# EXERCISE BRIEF
Please rewrite the part of the entries below that opens with the line containing "Where can the gray" and closes with the end of the entries, both ends included. Keep every line and request as it stands, but multiply each coordinate in the answers by 0.3 and round to the nearest whole number, with halves rounded up.

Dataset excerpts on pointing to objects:
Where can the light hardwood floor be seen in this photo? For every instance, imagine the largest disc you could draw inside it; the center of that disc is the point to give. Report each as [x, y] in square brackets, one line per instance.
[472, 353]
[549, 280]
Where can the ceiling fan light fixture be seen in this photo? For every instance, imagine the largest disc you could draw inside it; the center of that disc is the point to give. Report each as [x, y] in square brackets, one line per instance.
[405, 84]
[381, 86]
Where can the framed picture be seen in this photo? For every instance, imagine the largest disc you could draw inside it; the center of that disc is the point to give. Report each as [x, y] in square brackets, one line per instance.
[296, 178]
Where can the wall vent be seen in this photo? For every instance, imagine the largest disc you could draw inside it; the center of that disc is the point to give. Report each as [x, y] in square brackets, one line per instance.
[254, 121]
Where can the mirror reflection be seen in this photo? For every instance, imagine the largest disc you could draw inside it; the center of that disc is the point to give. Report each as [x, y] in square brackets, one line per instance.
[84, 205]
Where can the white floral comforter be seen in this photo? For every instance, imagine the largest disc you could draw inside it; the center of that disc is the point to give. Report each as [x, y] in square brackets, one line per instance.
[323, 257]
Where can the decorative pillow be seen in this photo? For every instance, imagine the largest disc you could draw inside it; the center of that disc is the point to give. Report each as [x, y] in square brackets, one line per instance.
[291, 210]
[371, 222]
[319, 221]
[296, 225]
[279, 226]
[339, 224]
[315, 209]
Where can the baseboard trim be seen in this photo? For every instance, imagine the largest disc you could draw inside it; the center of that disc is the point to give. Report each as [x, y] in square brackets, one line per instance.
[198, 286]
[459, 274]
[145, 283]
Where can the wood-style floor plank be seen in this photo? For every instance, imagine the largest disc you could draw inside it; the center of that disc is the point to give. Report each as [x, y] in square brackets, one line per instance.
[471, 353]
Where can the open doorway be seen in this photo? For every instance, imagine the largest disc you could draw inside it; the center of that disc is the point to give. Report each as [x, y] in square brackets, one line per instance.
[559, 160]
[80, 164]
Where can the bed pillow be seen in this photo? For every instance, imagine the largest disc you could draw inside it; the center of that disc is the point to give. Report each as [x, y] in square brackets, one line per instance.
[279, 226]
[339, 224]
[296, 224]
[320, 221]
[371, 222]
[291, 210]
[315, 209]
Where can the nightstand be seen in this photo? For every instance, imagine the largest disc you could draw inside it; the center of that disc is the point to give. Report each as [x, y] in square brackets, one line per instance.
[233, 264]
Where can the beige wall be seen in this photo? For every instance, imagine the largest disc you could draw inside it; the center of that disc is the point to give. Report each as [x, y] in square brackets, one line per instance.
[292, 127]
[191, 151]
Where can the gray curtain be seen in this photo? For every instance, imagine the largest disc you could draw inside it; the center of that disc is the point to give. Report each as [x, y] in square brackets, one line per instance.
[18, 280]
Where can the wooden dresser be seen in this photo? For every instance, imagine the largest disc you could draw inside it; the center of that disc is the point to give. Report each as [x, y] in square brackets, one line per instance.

# SOLUTION FOR THIS TASK
Where can the gray curtain be seen in this photo? For every instance, imagine the largest disc you could draw inside it; the center of that disc is the point to give. Report each as [x, y] in square brackets, one line per instance.
[5, 84]
Where can the wooden dresser be seen in this photo? For every instance, imagine the largest disc you could draw inside it; the center of that disc is the point to give. Report each as [x, y] in square brackets, one line per instance.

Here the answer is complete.